▸ WORK TO COMPLETE: Reproduce the following lines word for word, leaving nothing out.

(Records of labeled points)
»»

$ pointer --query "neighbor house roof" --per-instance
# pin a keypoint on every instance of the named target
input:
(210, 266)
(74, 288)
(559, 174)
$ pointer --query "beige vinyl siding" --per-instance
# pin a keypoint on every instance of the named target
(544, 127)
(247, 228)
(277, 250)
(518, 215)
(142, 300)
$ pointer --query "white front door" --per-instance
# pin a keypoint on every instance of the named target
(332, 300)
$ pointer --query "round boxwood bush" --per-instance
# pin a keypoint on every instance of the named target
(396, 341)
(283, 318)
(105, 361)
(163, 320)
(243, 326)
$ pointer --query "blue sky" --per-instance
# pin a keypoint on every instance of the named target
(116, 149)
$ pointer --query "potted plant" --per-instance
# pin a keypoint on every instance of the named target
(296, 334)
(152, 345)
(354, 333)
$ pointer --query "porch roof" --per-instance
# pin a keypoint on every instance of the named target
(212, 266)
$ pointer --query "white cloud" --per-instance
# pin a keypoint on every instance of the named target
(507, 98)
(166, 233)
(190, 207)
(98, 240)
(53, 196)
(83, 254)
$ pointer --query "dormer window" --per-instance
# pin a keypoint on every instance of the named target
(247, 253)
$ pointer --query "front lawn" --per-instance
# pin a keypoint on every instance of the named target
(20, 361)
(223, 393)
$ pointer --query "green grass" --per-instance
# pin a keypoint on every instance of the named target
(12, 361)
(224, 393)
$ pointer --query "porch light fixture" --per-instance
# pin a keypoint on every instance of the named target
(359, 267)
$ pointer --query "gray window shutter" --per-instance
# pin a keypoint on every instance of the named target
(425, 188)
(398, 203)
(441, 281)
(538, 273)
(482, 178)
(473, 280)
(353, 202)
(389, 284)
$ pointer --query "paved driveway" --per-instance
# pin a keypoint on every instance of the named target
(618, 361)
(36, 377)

««

▸ RESPONSE FOR THIS EXERCISE:
$ pointer --query "neighbor house roof" --per-instance
# pin a keypoint on every instance of the named target
input:
(210, 266)
(74, 288)
(559, 174)
$ pointer --query "beige vinyl siding" --per-instance
# pin a keypoint on every instance of the named target
(544, 127)
(247, 228)
(277, 250)
(518, 215)
(142, 300)
$ pointer --query "white front door" --per-instance
# pin a keypoint on every instance of the named target
(332, 300)
$ pointer --query "round boxwood bush" --per-instance
# pin a keypoint on every instance of the named target
(396, 341)
(283, 318)
(105, 361)
(163, 320)
(243, 326)
$ pointer --query "blue sky" --per-instance
# pin a keypoint on every instance of the named target
(116, 149)
$ pointer --query "potted plant" --per-instance
# pin a keypoint on every instance of the named target
(296, 334)
(152, 345)
(354, 333)
$ pointer --query "porch roof" --per-instance
# pin a keypoint on every instance of the named target
(212, 266)
$ pointer --query "white cloud" --per-instance
# pin a keypoint on every instance of the named target
(507, 98)
(166, 233)
(190, 207)
(98, 240)
(53, 196)
(83, 254)
$ pointer --query "dormer window" --per-instance
# pin a keypoint on every instance of the named target
(247, 253)
$ pointer --query "front lawn" --per-instance
# pin a keypoint on every instance of the named target
(20, 361)
(223, 393)
$ pointer --query "green grass" --per-instance
# pin a keypoint on every instance of the named target
(12, 361)
(224, 393)
$ pointer --query "porch light fixture" --per-instance
# pin a keypoint on every instance of the named target
(359, 267)
$ pointer --query "gray window shutter" --per-instance
# pin a keypoint on every instance of the named target
(425, 188)
(398, 203)
(441, 281)
(538, 273)
(482, 178)
(473, 280)
(353, 202)
(389, 284)
$ pointer --query "paved driveway" --per-instance
# pin a keypoint on every instance of the named target
(618, 361)
(36, 377)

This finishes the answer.